══ Input ══

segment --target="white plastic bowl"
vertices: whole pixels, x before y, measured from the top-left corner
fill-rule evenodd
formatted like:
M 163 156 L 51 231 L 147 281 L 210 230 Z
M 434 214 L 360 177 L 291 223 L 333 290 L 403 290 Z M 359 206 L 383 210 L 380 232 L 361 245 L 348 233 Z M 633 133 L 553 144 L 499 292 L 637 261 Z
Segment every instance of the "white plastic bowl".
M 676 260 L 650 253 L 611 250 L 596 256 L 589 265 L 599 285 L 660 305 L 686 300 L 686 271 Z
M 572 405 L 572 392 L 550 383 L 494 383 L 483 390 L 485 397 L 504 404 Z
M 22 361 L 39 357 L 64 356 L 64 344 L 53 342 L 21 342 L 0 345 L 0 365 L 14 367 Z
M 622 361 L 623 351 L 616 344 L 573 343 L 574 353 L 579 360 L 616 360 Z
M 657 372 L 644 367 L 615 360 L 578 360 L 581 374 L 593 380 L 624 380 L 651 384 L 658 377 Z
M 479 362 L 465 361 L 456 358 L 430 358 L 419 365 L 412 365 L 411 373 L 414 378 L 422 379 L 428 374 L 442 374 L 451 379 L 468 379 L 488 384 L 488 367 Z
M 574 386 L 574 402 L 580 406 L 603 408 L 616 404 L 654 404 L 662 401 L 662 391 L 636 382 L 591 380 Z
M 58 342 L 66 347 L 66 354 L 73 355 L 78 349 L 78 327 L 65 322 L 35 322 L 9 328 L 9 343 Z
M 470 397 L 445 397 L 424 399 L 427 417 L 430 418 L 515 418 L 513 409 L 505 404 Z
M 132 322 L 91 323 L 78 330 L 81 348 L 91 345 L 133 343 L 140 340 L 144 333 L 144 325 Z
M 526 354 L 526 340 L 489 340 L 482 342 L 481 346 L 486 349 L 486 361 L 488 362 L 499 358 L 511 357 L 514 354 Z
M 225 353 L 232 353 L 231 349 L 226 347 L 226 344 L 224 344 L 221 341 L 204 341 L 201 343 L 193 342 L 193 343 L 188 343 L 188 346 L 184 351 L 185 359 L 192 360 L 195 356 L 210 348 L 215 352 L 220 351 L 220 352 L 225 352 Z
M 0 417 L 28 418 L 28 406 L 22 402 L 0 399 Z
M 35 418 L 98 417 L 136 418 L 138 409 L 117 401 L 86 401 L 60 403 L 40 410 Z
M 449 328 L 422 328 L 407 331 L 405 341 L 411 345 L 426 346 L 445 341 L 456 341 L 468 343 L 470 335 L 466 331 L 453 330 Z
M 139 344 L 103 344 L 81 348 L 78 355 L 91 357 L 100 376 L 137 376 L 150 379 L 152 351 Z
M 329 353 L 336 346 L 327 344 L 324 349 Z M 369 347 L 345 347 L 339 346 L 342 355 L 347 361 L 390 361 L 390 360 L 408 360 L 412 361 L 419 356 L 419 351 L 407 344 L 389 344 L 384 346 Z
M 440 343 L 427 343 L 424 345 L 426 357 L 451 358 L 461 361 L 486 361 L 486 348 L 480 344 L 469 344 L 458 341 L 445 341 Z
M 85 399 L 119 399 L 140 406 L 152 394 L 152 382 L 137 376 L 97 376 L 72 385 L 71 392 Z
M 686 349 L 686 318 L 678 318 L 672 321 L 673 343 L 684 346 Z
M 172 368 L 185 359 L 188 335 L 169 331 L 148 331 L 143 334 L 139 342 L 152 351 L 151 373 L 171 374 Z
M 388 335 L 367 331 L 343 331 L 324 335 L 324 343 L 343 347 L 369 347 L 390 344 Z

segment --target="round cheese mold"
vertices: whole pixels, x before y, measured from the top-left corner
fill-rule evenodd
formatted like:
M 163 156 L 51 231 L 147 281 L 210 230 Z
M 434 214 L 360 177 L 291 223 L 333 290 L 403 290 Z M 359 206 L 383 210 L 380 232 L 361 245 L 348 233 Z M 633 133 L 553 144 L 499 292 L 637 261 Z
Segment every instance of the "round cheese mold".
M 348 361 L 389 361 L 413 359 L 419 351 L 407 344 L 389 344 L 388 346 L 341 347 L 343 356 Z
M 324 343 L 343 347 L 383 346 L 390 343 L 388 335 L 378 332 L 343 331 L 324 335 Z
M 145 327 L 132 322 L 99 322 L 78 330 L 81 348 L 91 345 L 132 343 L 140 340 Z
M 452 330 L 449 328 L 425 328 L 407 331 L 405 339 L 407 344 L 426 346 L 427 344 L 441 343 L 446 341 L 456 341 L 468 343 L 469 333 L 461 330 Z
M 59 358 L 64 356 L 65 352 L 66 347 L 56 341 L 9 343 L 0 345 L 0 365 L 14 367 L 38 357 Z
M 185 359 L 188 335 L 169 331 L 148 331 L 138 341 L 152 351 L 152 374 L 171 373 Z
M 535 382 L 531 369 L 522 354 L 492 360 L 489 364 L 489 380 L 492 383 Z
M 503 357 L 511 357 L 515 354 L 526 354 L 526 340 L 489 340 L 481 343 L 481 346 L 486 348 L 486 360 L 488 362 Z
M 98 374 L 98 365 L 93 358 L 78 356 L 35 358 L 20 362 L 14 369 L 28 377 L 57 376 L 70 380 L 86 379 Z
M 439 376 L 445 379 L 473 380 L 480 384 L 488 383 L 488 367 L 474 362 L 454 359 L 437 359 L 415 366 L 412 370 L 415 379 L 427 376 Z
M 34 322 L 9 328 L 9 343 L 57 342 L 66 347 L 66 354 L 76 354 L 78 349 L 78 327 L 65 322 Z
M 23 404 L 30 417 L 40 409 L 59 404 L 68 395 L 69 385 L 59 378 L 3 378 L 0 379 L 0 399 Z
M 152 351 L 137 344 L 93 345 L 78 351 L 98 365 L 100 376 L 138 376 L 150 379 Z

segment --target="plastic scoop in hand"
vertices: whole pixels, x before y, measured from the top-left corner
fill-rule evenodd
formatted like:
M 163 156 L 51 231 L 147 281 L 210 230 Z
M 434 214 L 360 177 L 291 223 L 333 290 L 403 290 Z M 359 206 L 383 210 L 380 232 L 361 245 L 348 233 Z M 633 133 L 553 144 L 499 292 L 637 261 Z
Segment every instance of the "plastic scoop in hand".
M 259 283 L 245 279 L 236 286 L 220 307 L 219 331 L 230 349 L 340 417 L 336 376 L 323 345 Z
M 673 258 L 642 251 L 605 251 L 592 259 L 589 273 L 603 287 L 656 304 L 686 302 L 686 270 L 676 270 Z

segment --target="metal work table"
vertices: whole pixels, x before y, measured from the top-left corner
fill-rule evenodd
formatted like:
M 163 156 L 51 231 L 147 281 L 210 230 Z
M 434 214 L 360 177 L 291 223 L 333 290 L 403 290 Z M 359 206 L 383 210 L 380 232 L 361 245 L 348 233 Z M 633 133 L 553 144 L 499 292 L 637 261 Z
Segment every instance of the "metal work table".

═══

Convert every line of the rows above into a Markdown table with the columns No. and Line, numbering the lines in order and omitting blank lines.

_Solution_
| No. | Line |
|---|---|
| 1 | segment --target="white plastic bowl" |
| 2 | vertices: whole pixels, x before y, measured from the top-left corner |
| 3 | fill-rule evenodd |
| 4 | formatted like: |
| 5 | M 163 156 L 51 231 L 147 281 L 210 230 Z |
| 6 | M 434 214 L 360 177 L 291 223 L 333 290 L 403 290 Z M 359 206 L 383 210 L 380 232 L 361 245 L 348 233 Z M 633 133 L 553 144 L 499 292 L 637 261 Z |
| 7 | Segment every instance of the "white plastic bowl". |
| 8 | M 676 260 L 650 253 L 611 250 L 596 256 L 589 265 L 599 285 L 660 305 L 686 300 L 686 271 Z |
| 9 | M 572 405 L 572 392 L 550 383 L 494 383 L 483 390 L 485 397 L 504 404 Z |
| 10 | M 22 361 L 39 357 L 64 356 L 64 344 L 53 342 L 21 342 L 0 345 L 0 365 L 14 367 Z |
| 11 | M 622 361 L 623 351 L 616 344 L 573 343 L 574 353 L 579 360 L 616 360 Z |
| 12 | M 657 372 L 644 367 L 615 360 L 578 360 L 581 374 L 593 380 L 624 380 L 651 384 L 658 377 Z |
| 13 | M 479 362 L 465 361 L 456 358 L 430 358 L 419 365 L 412 365 L 411 373 L 414 378 L 422 379 L 428 374 L 442 374 L 451 379 L 468 379 L 488 384 L 488 367 Z |
| 14 | M 574 386 L 574 402 L 580 406 L 603 408 L 616 404 L 654 404 L 662 401 L 662 391 L 636 382 L 591 380 Z |
| 15 | M 58 342 L 66 347 L 66 354 L 73 355 L 78 349 L 78 327 L 65 322 L 35 322 L 9 328 L 9 343 Z |
| 16 | M 470 397 L 445 397 L 424 399 L 427 417 L 430 418 L 515 418 L 513 409 L 505 404 Z |
| 17 | M 132 322 L 91 323 L 78 330 L 81 348 L 91 345 L 133 343 L 140 340 L 144 333 L 144 325 Z |
| 18 | M 526 354 L 526 340 L 489 340 L 482 342 L 481 346 L 486 349 L 486 361 L 488 362 L 499 358 L 511 357 L 514 354 Z |
| 19 | M 225 353 L 232 353 L 231 349 L 226 347 L 226 344 L 224 344 L 221 341 L 204 341 L 201 343 L 193 342 L 193 343 L 188 343 L 188 346 L 184 351 L 185 359 L 192 360 L 195 356 L 210 348 L 215 352 L 220 351 L 220 352 L 225 352 Z |
| 20 | M 0 417 L 28 418 L 28 406 L 22 402 L 0 399 Z |
| 21 | M 35 418 L 98 417 L 136 418 L 138 409 L 117 401 L 86 401 L 60 403 L 40 410 Z |
| 22 | M 449 328 L 422 328 L 407 331 L 405 341 L 411 345 L 426 346 L 445 341 L 456 341 L 468 343 L 470 335 L 466 331 L 453 330 Z |
| 23 | M 139 344 L 103 344 L 81 348 L 78 355 L 91 357 L 100 376 L 137 376 L 150 379 L 152 351 Z |
| 24 | M 329 353 L 336 346 L 327 344 L 324 349 Z M 369 347 L 345 347 L 339 346 L 342 355 L 347 361 L 390 361 L 390 360 L 408 360 L 412 361 L 419 356 L 419 351 L 407 344 L 389 344 L 384 346 Z |
| 25 | M 440 343 L 427 343 L 424 345 L 426 357 L 451 358 L 461 361 L 486 361 L 486 348 L 480 344 L 469 344 L 458 341 L 445 341 Z |
| 26 | M 85 399 L 119 399 L 140 406 L 152 394 L 152 382 L 137 376 L 97 376 L 72 385 L 71 392 Z |
| 27 | M 686 349 L 686 318 L 678 318 L 672 321 L 673 343 L 684 346 Z |
| 28 | M 172 368 L 185 359 L 188 335 L 169 331 L 148 331 L 143 334 L 139 342 L 152 351 L 151 373 L 171 374 Z |
| 29 | M 388 335 L 367 331 L 343 331 L 324 335 L 324 343 L 343 347 L 369 347 L 390 344 Z |
| 30 | segment --target="round cheese mold" |
| 31 | vertices: whole pixels, x before y, measured from the top-left corner |
| 32 | fill-rule evenodd |
| 33 | formatted like: |
| 34 | M 163 156 L 51 231 L 147 281 L 210 230 Z |
| 35 | M 434 214 L 360 177 L 291 223 L 333 290 L 403 290 Z M 359 206 L 383 210 L 380 232 L 361 245 L 348 233 Z M 633 133 L 553 144 L 499 292 L 637 261 Z |
| 36 | Segment every instance of the "round cheese mold". |
| 37 | M 348 361 L 389 361 L 413 359 L 419 351 L 407 344 L 389 344 L 388 346 L 341 347 L 343 356 Z |
| 38 | M 324 343 L 343 347 L 383 346 L 390 343 L 388 335 L 378 332 L 343 331 L 324 335 Z |
| 39 | M 145 327 L 132 322 L 99 322 L 78 330 L 81 348 L 91 345 L 132 343 L 140 340 Z |
| 40 | M 452 330 L 449 328 L 425 328 L 407 331 L 405 339 L 407 344 L 426 346 L 427 344 L 441 343 L 446 341 L 456 341 L 468 343 L 469 333 L 461 330 Z |
| 41 | M 59 358 L 64 356 L 65 352 L 66 347 L 56 341 L 9 343 L 0 345 L 0 365 L 14 367 L 38 357 Z |
| 42 | M 185 359 L 188 335 L 169 331 L 148 331 L 138 341 L 152 351 L 152 374 L 171 373 Z |
| 43 | M 535 382 L 531 369 L 522 354 L 492 360 L 489 364 L 489 380 L 492 383 Z |
| 44 | M 503 357 L 511 357 L 515 354 L 526 354 L 526 340 L 489 340 L 481 343 L 481 346 L 486 348 L 486 360 L 488 362 Z |
| 45 | M 98 374 L 98 365 L 93 358 L 78 356 L 35 358 L 20 362 L 14 369 L 28 377 L 57 376 L 70 380 L 86 379 Z |
| 46 | M 439 376 L 445 379 L 473 380 L 480 384 L 488 383 L 488 367 L 474 362 L 454 359 L 437 359 L 415 366 L 412 370 L 415 379 L 427 376 Z |
| 47 | M 34 322 L 9 328 L 9 343 L 57 342 L 66 347 L 66 354 L 76 354 L 78 349 L 78 327 L 65 322 Z |
| 48 | M 23 404 L 30 417 L 40 409 L 59 404 L 68 395 L 69 385 L 59 378 L 3 378 L 0 379 L 0 399 Z |
| 49 | M 152 351 L 137 344 L 93 345 L 78 351 L 98 365 L 100 376 L 138 376 L 150 379 Z |
| 50 | segment --target="plastic scoop in hand" |
| 51 | vertices: whole pixels, x before y, measured from the top-left corner |
| 52 | fill-rule evenodd |
| 53 | formatted like: |
| 54 | M 163 156 L 51 231 L 147 281 L 210 230 Z |
| 55 | M 434 214 L 360 177 L 291 223 L 333 290 L 403 290 Z M 359 206 L 383 210 L 380 232 L 361 245 L 348 233 Z M 633 133 L 553 144 L 499 292 L 637 261 Z |
| 56 | Segment every instance of the "plastic scoop in hand". |
| 57 | M 259 283 L 245 279 L 236 286 L 220 307 L 219 331 L 230 349 L 340 417 L 336 376 L 323 345 Z |
| 58 | M 673 258 L 642 251 L 605 251 L 592 259 L 589 273 L 603 287 L 656 304 L 686 302 L 686 270 L 676 270 Z |
| 59 | segment --target="metal work table" |
| 60 | vertices: whole pixels, x before y, measured from the top-left corner |
| 61 | fill-rule evenodd |
| 62 | formatted like: |
| 63 | M 163 156 L 51 231 L 147 281 L 210 230 Z |
| 64 | M 434 214 L 360 177 L 291 223 L 333 290 L 403 290 Z M 359 206 L 383 210 L 380 232 L 361 245 L 348 233 Z M 633 133 L 553 144 L 499 292 L 637 261 Z |
| 65 | Segment every instance of the "metal work table". |